Directions:
[A] Translate into Spanish this sentence from the diffusion text: "Can we conclude they are undergoing the same, classical diffusive motion?"
[B] Write the next few sentences of the text on particle diffusion, picking up after its final sentence.

Selected extract:

Figure 2: A comparison of the mean squared displacement statistic $\langle X^2(\tau)\rangle$ as a function of the lag (window) size $\tau$.

From Figure 2, we see that the MSD curves for the two particles are not only lines, but effectively indistinguishable. Can we conclude they are undergoing the same, classical diffusive motion? We can go a bit further. Classical diffusion has another incredibly useful property: Gaussian behavior. In some time interval of size $t$, the probability of finding a particle displaced distance $x$ is the Gaussian $$$p(x,t) = \frac{1}{\sqrt{4\pi Dt}} e^{-\frac{x^2}{4Dt}}. \tag{2}$$$

We can compute this pretty easily for our data and get the following result.

Figure 3: Probability density $p(x,t)$ of displacements $x$ for time window $\tau$. For classical diffusion, we expect this to be a Gaussian that widens with time. Note the $\log$ axis.

In Figure 3, we finally see a clear difference between our two particles. Particle 1 (in green) seems to follow what we expect by (2): a Gaussian that spreads out with longer times $t$. However, particle 2 seems to be doing something completely different. Note that 3 is on a log scale, and that the tails (large $x$) values decay linearly, which translates to an exponential tail, or one that scales $p(x) \sim |x|^{\beta}$ for large $x$.

We’ve stumbled into an interesting question: what is particle 2 doing? It looks like classical diffusion in some ways (linear MSD), but distinctly different in others (non-Gaussian displacement). While I motivated this with simulated data, there is precedence for investigation from experiments.

In Figure 4, we see the first experimental evidence motivating this. In this paper, the authors find two experimental setups, both involving beads interacting with cytoskeletal filaments which produced linear MSDs, but exponential tails for displacement. They do note that the exponential tails existed only for small times, but nonetheless, there is a clear deviation from classical diffusion.

# Diffusing diffusivities

From the motivation, it should be somewhat intuitive that we want to come up with a model that produces both i) a linear MSD, ii) non-Gaussian displacements. In the past few years, a number of papers have addressed this.

Entries from a pointing dataset:
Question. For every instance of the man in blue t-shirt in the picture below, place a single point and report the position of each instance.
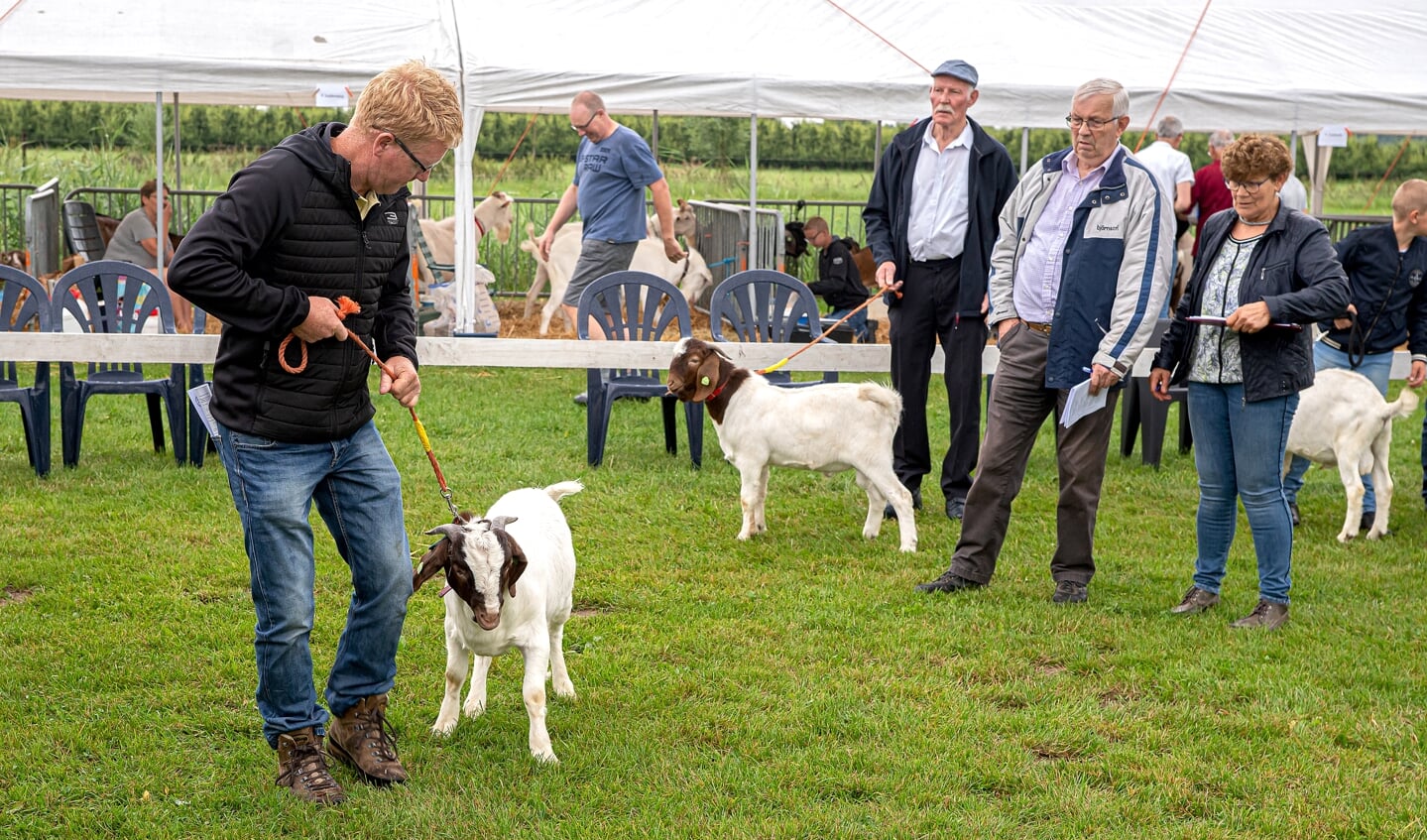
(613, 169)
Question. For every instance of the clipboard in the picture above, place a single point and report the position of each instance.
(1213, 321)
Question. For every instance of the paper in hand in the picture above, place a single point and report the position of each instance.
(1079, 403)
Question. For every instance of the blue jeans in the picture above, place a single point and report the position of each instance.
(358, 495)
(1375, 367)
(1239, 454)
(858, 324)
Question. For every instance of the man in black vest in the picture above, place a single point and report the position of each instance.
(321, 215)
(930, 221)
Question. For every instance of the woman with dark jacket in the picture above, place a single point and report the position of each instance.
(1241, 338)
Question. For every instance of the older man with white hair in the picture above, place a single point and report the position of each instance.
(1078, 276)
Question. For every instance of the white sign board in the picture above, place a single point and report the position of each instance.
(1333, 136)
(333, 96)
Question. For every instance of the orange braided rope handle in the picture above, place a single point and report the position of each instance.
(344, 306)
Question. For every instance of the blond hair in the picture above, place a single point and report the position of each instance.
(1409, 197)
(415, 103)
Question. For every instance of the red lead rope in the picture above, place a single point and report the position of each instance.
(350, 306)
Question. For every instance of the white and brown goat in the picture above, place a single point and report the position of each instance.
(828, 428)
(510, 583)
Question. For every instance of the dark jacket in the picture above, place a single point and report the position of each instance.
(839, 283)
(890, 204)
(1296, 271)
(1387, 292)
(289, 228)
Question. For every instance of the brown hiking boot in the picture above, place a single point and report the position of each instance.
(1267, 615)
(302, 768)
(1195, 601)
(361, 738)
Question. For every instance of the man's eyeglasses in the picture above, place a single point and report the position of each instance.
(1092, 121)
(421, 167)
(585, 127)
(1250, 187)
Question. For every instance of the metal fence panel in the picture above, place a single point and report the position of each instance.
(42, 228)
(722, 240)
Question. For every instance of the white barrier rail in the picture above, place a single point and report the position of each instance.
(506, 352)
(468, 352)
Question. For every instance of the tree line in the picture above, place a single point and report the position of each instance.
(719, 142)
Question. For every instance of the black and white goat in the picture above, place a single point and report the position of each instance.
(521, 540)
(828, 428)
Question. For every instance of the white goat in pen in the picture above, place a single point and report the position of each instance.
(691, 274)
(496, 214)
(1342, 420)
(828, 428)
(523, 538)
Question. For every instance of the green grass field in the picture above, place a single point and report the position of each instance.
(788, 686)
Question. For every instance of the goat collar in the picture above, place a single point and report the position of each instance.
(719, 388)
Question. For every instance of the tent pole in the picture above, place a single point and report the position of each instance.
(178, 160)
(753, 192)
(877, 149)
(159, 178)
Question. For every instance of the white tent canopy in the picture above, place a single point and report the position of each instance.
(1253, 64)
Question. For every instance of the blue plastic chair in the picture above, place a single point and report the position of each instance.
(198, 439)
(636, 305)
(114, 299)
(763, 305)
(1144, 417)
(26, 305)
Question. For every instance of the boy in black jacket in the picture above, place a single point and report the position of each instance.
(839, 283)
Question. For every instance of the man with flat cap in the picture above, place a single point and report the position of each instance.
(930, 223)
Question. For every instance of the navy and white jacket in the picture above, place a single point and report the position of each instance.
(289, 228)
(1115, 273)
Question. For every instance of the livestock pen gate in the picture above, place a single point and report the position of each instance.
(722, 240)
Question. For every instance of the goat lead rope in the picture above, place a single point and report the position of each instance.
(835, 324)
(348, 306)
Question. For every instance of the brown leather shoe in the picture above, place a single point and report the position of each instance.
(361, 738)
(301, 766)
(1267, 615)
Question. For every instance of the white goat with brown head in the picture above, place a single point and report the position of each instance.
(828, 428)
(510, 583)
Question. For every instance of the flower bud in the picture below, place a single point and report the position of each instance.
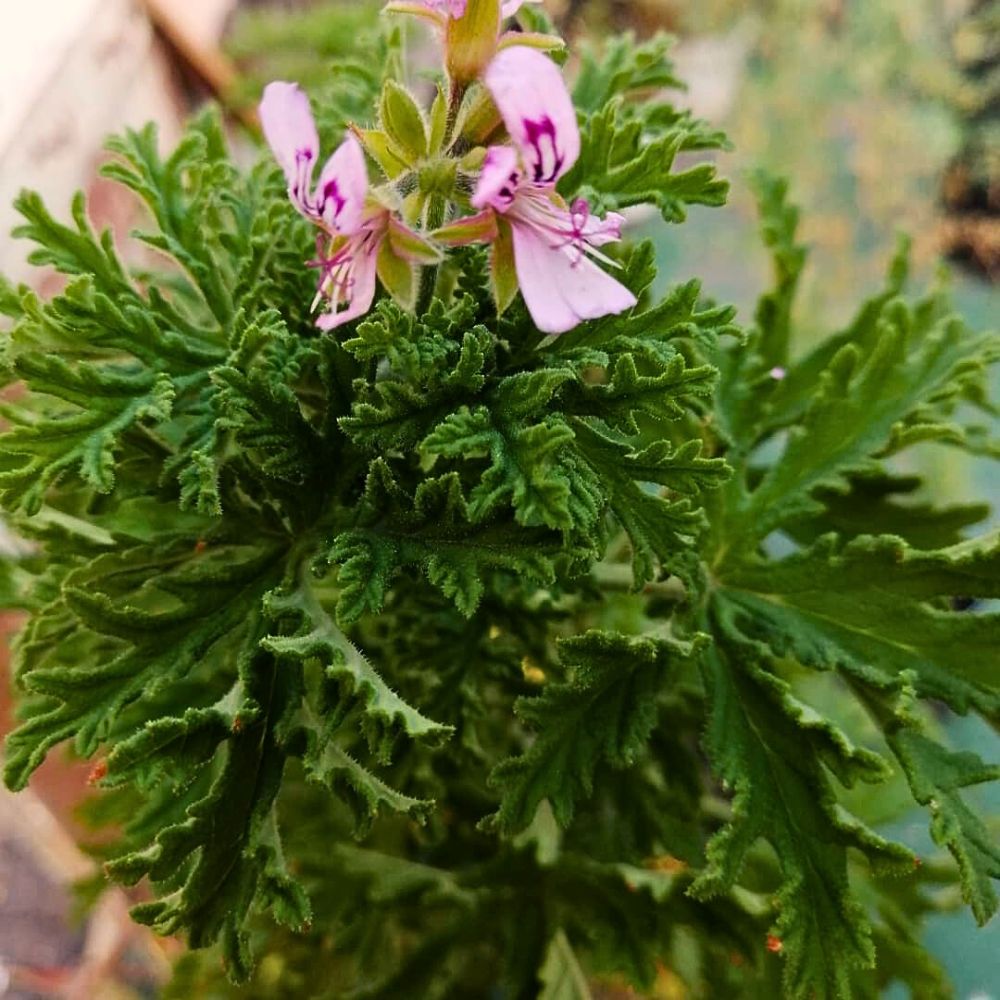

Task results:
[A] ¿Podemos concluir que están experimentando el mismo movimiento difusivo clásico?

[B]
A few different interpretations and models have emerged, as seen in Figure 5. I will summarize the broad idea, although the details vary a bit from paper-to-paper. The main observation is that some sort of memory (correlation) for the system is needed, but where it exists is subtle. For instance subdiffusion is a classical model of diffusion with memory, but is not what we want, as it produces non-linear MSD curves. These authors identify that the correlation needs to be in the step distance, rather than the step direction. That is, if we call $\Delta X_i := X_i - X_{i-1}$ then, $$$\langle \Delta X_i \Delta X_j \rangle = 0, \quad \text{but} \quad \langle\Delta X_i^2 \Delta X_j^2 \rangle \neq \langle \Delta X_i^2\rangle \langle \Delta X_j^2\rangle. \tag{3}$$$ That is, (3) encodes that the directions of steps are uncorrelated, but the magnitudes are not. The justification for this is that in a complex environment, particles change their diffusivity slowly by encountering different “parts” of the environment, meaning that there is a memory to the diffusivity itself. We could then assume that there is some probability distribution of diffusivities, denoted $\pi(D)$, meaning we can average the displacements over all possible values of $D$ to obtain $p(x,t)$: $$$p(x,t) = \int_{0}^{\infty} \pi(D) \frac{1}{\sqrt{4\pi D t}} e^{-\frac{x^2}{4Dt}}. \tag{4}$$$ One possibility is that the distribution of diffusivities is exponential, $$$\pi(D) = \frac{1}{\langle D \rangle} e^{-D/\langle D \rangle}, \tag{5}$$$ in which case, (4) becomes the Laplace distribution $$$p(x,t) = \frac{1}{\sqrt{4\langle D \rangle t}} e^{-\frac{|x|}{\sqrt{\langle D \rangle t}}}. \tag{6}$$$

(6) does indeed have the feature of exponential tails that we are hoping for, but this is for all $t$, even though, experimentally, we see convergence to Gaussian behavior for large $t$.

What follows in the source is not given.